**Task goal**
Looking at the records below, count how many lines contain the string "meadow". Give that number alone.

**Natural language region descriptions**
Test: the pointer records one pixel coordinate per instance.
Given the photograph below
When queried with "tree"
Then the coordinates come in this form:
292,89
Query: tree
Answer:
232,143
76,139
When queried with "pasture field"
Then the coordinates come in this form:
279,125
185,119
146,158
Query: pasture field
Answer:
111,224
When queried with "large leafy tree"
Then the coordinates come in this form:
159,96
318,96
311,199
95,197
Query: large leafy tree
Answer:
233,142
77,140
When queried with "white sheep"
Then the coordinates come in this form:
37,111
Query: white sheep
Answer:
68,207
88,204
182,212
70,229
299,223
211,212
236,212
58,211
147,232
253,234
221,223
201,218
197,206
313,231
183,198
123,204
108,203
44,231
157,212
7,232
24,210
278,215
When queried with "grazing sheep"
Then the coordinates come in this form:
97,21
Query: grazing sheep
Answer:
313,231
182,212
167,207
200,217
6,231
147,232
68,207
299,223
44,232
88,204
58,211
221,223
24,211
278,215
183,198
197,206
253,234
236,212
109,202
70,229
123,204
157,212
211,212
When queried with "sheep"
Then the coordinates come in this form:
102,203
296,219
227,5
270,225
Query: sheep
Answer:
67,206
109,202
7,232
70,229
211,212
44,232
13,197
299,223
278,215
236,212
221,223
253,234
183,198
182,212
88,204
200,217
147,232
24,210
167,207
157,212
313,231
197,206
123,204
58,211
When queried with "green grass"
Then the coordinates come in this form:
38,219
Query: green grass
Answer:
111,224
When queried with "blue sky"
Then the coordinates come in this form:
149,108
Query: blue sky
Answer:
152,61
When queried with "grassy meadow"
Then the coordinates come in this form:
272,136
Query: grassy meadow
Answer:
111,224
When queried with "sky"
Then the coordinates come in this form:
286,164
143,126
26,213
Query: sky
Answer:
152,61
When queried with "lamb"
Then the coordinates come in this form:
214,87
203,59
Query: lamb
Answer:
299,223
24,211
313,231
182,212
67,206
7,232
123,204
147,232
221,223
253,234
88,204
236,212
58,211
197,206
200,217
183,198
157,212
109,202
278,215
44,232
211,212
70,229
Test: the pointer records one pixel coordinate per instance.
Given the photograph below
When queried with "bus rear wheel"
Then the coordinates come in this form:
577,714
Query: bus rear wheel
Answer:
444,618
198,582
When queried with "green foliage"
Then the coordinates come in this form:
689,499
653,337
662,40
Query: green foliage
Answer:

**Response to the task**
2